--- Excerpts of labeled region data ---
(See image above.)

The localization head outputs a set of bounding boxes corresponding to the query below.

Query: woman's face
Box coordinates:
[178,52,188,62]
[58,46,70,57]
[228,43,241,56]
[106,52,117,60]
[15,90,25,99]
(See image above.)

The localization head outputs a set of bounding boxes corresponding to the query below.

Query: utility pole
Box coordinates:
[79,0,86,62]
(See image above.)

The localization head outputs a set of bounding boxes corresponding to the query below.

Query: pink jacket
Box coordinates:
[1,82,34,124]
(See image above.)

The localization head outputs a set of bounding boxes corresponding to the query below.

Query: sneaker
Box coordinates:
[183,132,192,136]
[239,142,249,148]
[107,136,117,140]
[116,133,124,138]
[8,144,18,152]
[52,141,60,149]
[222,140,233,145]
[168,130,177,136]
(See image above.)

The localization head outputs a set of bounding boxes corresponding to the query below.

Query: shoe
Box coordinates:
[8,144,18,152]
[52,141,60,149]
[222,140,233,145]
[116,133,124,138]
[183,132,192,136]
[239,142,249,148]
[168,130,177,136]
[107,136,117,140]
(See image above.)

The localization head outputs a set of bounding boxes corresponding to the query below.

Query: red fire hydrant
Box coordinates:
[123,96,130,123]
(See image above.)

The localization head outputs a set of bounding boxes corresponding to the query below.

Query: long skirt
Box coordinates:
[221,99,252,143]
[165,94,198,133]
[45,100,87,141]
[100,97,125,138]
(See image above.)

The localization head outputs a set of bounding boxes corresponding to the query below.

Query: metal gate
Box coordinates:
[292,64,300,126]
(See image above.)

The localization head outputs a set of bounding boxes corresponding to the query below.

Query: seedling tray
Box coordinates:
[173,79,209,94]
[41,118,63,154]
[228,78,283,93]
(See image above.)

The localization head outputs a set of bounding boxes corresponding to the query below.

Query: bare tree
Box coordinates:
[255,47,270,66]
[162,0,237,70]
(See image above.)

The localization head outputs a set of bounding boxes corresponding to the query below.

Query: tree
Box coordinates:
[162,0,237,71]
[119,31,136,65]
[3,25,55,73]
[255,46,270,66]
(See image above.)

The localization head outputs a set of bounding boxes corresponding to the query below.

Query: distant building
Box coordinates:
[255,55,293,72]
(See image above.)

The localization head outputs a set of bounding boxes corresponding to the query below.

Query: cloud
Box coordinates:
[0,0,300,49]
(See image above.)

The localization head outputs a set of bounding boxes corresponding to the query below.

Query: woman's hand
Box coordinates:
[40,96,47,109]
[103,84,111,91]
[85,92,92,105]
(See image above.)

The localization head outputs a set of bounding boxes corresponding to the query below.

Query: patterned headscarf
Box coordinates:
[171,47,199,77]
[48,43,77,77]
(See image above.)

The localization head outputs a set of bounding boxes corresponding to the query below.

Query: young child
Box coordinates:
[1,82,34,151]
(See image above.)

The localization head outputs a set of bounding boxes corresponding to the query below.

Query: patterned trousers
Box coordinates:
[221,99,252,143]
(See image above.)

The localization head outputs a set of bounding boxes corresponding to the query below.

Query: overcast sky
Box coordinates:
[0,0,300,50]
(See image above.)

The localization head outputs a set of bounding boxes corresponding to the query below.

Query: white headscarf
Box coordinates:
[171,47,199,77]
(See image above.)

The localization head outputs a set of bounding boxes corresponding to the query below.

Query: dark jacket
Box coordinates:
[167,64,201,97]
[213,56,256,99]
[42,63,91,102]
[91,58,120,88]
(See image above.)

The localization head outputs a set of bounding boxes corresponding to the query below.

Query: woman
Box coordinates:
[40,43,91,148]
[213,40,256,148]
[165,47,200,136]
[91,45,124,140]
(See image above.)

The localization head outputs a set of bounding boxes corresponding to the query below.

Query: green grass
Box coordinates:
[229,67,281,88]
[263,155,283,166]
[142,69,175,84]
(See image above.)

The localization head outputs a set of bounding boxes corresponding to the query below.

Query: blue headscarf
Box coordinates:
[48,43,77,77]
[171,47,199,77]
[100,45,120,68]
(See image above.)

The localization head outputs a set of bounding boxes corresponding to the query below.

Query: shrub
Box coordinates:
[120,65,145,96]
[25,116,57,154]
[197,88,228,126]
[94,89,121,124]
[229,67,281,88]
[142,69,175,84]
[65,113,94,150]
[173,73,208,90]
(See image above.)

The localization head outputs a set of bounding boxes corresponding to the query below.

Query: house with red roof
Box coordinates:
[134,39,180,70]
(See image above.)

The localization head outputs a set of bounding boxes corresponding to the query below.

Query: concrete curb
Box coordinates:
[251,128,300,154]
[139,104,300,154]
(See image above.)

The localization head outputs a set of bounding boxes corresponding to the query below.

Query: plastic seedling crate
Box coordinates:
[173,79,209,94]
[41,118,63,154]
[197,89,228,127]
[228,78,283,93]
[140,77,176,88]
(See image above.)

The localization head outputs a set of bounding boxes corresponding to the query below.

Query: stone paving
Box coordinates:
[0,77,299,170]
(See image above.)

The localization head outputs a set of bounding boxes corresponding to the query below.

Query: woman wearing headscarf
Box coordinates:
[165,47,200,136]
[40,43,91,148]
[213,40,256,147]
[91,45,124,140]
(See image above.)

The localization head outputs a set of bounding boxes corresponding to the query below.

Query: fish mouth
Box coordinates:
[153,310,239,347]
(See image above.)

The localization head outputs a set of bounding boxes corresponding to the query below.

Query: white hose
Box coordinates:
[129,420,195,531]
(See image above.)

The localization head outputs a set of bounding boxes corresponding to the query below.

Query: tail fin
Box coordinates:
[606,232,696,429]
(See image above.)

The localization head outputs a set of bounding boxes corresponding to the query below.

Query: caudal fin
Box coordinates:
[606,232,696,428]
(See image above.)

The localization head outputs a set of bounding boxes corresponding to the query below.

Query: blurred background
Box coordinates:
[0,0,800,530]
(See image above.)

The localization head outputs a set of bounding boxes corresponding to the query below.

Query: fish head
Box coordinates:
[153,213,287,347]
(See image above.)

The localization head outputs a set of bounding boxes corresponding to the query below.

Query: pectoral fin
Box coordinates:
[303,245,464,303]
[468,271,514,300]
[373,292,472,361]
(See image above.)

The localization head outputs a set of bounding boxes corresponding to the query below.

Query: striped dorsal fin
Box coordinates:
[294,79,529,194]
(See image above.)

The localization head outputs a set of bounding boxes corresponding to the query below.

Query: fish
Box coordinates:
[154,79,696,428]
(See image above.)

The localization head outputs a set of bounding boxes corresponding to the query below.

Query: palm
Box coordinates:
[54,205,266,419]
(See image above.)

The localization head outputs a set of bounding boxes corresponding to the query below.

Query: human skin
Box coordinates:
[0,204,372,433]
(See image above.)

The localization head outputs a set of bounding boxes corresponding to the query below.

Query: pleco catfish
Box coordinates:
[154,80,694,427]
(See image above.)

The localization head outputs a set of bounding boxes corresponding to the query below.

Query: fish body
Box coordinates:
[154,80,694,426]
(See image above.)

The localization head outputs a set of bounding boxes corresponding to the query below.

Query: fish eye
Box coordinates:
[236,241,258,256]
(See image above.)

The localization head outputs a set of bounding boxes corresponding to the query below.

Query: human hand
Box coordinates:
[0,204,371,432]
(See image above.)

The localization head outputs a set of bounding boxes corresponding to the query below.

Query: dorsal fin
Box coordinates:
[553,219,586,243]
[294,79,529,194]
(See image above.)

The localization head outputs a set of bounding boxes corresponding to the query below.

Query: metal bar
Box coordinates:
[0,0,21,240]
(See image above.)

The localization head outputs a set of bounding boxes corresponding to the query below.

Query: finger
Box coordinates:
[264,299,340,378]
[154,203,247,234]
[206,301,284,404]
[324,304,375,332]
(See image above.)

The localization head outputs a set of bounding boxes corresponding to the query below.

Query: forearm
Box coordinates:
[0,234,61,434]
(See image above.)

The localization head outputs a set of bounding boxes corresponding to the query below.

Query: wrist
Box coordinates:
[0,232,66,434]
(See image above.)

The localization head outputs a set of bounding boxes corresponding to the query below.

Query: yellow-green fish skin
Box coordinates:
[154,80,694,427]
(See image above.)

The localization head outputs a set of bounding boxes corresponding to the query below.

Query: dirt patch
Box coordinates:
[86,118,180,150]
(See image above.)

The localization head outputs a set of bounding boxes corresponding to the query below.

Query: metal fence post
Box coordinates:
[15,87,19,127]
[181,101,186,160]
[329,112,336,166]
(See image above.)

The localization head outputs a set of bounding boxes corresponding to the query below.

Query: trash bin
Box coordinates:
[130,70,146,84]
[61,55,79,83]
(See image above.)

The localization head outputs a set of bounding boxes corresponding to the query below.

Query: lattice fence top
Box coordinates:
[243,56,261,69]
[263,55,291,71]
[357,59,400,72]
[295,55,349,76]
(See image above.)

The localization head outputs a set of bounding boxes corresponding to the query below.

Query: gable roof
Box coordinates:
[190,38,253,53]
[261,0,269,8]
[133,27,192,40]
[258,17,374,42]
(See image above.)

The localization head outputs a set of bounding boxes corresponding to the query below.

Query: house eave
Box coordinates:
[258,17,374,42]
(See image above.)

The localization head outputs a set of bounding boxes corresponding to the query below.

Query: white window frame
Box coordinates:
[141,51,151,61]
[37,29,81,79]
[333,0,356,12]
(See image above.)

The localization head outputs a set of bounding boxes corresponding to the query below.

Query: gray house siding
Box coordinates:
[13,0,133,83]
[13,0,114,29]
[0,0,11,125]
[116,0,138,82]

--- Exercise ---
Reproduce the entries word for word, starting at their very beginning and ending at the line that contains "[15,90,25,99]", with that line included.

--- Answer to this problem ---
(See image above.)

The localization head outputs a set of bounding boxes corresponding to the query below.

Query: woman's face
Box coordinates:
[178,52,188,62]
[58,46,70,57]
[228,43,241,56]
[106,52,117,60]
[15,90,25,99]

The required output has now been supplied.